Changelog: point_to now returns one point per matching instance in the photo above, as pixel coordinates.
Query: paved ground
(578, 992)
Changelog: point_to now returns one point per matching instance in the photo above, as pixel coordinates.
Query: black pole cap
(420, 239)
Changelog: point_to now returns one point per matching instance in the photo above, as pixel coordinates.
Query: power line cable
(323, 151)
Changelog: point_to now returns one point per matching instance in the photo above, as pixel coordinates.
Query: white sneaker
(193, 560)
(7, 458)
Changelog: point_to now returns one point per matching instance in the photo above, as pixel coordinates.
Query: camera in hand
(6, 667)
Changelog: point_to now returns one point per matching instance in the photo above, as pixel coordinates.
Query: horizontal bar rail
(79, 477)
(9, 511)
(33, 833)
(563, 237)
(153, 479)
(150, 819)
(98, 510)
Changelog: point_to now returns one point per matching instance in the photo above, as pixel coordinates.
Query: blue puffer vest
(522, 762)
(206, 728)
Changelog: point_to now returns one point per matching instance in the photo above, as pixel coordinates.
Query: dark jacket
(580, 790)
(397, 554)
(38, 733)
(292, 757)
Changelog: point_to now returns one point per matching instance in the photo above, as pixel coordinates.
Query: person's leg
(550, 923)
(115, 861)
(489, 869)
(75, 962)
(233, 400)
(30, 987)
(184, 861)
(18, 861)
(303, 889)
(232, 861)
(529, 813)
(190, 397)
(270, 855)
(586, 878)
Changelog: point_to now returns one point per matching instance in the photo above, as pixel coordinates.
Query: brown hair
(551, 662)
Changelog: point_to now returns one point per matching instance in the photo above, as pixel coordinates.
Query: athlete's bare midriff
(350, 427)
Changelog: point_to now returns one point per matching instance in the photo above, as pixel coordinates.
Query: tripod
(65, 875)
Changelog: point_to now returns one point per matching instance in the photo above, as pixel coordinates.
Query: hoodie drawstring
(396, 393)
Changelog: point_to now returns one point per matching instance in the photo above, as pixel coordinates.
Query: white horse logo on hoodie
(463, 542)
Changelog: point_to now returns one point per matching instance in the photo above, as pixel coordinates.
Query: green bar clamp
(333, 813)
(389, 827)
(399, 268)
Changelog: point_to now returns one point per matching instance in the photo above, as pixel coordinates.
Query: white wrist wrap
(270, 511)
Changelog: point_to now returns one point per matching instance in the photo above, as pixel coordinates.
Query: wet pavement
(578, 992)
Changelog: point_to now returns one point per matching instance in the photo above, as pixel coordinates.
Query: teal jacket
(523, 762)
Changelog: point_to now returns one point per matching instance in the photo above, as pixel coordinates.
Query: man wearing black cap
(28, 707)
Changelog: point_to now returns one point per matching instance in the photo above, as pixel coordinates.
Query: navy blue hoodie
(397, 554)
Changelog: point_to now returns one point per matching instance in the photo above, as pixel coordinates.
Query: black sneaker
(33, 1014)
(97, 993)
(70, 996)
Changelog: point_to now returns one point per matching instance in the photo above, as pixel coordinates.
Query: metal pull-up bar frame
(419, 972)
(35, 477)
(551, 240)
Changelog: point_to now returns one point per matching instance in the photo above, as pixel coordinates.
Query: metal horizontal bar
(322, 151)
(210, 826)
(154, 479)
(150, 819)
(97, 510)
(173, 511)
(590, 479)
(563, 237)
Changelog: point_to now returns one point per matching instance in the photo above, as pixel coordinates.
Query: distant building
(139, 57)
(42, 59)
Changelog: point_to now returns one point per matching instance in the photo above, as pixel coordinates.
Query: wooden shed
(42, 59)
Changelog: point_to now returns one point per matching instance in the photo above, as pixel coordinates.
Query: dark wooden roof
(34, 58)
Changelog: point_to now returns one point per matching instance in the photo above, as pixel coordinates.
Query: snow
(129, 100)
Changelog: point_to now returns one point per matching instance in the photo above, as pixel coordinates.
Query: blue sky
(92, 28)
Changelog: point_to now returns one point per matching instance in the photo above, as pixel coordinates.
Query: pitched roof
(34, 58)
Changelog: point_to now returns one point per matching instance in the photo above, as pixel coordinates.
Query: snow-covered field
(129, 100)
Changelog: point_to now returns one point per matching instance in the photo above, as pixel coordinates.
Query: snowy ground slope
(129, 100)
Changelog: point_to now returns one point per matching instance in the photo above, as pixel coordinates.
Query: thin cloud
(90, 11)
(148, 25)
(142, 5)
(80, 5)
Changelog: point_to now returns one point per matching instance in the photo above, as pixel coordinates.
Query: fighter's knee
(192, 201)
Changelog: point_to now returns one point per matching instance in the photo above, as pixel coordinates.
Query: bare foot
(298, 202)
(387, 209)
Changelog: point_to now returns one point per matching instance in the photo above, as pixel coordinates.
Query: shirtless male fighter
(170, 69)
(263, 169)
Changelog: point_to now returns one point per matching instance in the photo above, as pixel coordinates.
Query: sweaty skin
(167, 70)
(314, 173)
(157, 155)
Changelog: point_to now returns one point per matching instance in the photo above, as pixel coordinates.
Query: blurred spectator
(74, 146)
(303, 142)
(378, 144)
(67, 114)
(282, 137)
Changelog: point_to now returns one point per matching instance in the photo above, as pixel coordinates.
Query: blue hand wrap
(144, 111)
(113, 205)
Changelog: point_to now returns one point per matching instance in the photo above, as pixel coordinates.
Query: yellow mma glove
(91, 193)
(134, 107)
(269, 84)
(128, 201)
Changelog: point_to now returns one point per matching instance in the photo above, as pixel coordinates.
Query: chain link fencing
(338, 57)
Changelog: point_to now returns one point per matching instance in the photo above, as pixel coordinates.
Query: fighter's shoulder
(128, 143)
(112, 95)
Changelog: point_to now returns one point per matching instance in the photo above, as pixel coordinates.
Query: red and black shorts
────────
- **WHAT TO WORK ON**
Above are the records; retype them all without a single difference.

- **FINAL ANSWER**
Changelog: point_to now returns one point per matching instance in the photo above, as pixel coordinates.
Query: paved ground
(578, 992)
Changelog: point_to now returns one point per matching instance in the photo above, as pixel coordinates.
Query: black pole cap
(420, 239)
Changelog: point_to now returns one point per matching instance in the photo above, as pixel coordinates.
Query: power line cable
(323, 151)
Changelog: point_to now returns one point per matching instance in the photo above, as pixel coordinates.
Query: white sneaker
(193, 560)
(7, 458)
Changelog: point_to now returns one point per matching instance in the photo above, as pixel coordinates.
Query: camera in hand
(6, 667)
Changelog: point_to now returns one point per matching instance in the photo above, as pixel coordinates.
Query: horizontal bar rail
(79, 477)
(9, 511)
(33, 833)
(563, 237)
(153, 479)
(150, 819)
(98, 510)
Changelog: point_to now returns one point per matching instance in the photo above, as pixel coordinates.
Query: blue puffer vest
(522, 762)
(206, 728)
Changelog: point_to now returns one point per matching instance in the photo above, as pixel coordinates.
Query: dark jacket
(580, 790)
(397, 554)
(38, 733)
(292, 757)
Changelog: point_to now returns one point per matching instance in the photo above, as pixel coordinates.
Query: person's leg
(550, 923)
(115, 861)
(489, 869)
(75, 962)
(233, 400)
(30, 987)
(184, 861)
(18, 861)
(303, 889)
(232, 861)
(529, 813)
(190, 397)
(270, 855)
(586, 878)
Changelog: point_to now returns one point per matching instance in the photo above, as pixel coordinates.
Query: brown hair
(551, 662)
Changelog: point_to now returns one point per matching instance in the photo above, as pixel coordinates.
Query: athlete's bare midriff
(350, 427)
Changelog: point_to now returns one point per matching instance in the photo above, as pixel coordinates.
Query: tripod
(65, 875)
Changelog: point_to now returns one point per matching instance in the photo above, as pixel coordinates.
Query: hoodie drawstring
(396, 393)
Changelog: point_to now returns one point per matching instance in the photo above, as pixel coordinates.
Query: white horse logo on hoodie
(463, 542)
Changelog: point_to now returns one point per matching instance in the photo above, as pixel coordinates.
Query: green bar clamp
(333, 813)
(389, 827)
(399, 268)
Changelog: point_to now returns one point per matching instance in the photo above, as pixel coordinates.
Query: white wrist wrap
(270, 511)
Changelog: point_to now returns one point per matching instance in the photo above, as pixel coordinates.
Query: wet pavement
(578, 992)
Changelog: point_to now returns one point per matching instance in the photo above, as pixel coordinates.
Query: teal jacket
(523, 762)
Changelog: point_to now returns one point per matching instance in the photo above, as pixel coordinates.
Query: man wearing black cap
(28, 707)
Changelog: point_to now returns one point per matching instance in the photo above, as pixel coordinates.
Query: navy blue hoodie
(397, 554)
Changelog: point_to now returns one point per matching instance in the photo above, as pixel coordinates.
Query: black sneaker
(33, 1014)
(97, 993)
(70, 996)
Changelog: point_to now returns one point per matching instance in the photo above, as pixel coordinates.
Query: metal pull-up bar frame
(419, 972)
(35, 477)
(551, 240)
Changelog: point_to now returns one point per matching instance in the photo above, as pixel coordinates.
Query: metal horizontal bar
(322, 151)
(210, 826)
(154, 479)
(150, 819)
(97, 510)
(173, 511)
(590, 479)
(563, 237)
Changelog: point_to now returns one point per matching instance in the photo above, as pixel coordinates.
Query: distant building
(139, 57)
(42, 59)
Changelog: point_to now returns one point per matching instance in the photo above, as pixel coordinates.
Query: wooden shed
(42, 59)
Changelog: point_to now returns one point per matching instance in the photo above, as pixel coordinates.
Query: dark wooden roof
(34, 58)
Changelog: point_to now returns one point per matching instance in the photo above, as pixel coordinates.
Query: snow
(129, 100)
Changelog: point_to now returns one point per matching instance in the photo above, as pixel coordinates.
Query: blue sky
(92, 28)
Changelog: point_to now returns one point per matching instance in the photo above, as pixel coordinates.
Query: pitched roof
(34, 58)
Changelog: point_to now returns one point per matching instance in the photo above, as pixel coordinates.
Query: snow-covered field
(129, 100)
Changelog: point_to now returns one point per matching instance in the photo above, as pixel coordinates.
Query: snowy ground slope
(129, 100)
Changelog: point_to now returns one point per matching instance in the photo above, as pixel coordinates.
Query: thin cloud
(90, 11)
(148, 25)
(142, 5)
(80, 5)
Changelog: point_to now returns one point per matching instance in the photo above, as pixel coordinates.
Query: fighter's knee
(192, 201)
Changelog: point_to now returns one point per matching instance in the photo above, as pixel coordinates.
Query: bare foot
(298, 202)
(387, 209)
Changelog: point_to now returns one point per matching instance in the photo above, as pixel coordinates.
Query: shirtless male fighter
(170, 69)
(263, 169)
Changelog: point_to now returns one point per matching instance in the photo above, as pixel coordinates.
Query: sweaty skin
(167, 70)
(314, 173)
(157, 155)
Changelog: point_to now returns one point per matching instance in the photo above, as pixel coordinates.
Query: blurred spectator
(74, 146)
(303, 142)
(378, 144)
(67, 114)
(282, 137)
Changelog: point_to now returns one point per matching instance in the photo above, as pixel coordinates.
Query: blue hand wrap
(144, 111)
(113, 205)
Changelog: point_to now returns one point per matching instance in the photo above, as pixel coordinates.
Query: yellow mma glove
(91, 193)
(134, 107)
(269, 84)
(128, 201)
Changelog: point_to now returns one point per matching instance in the photo above, as pixel coordinates.
Query: chain link fencing
(338, 57)
Changelog: point_to now returns one point per matching instance in the photo above, as pixel coordinates.
Query: fighter's shoulder
(128, 143)
(112, 95)
Changelog: point_to now returns one point per matching instance in the photo above, as pixel coordinates.
Query: red and black shorts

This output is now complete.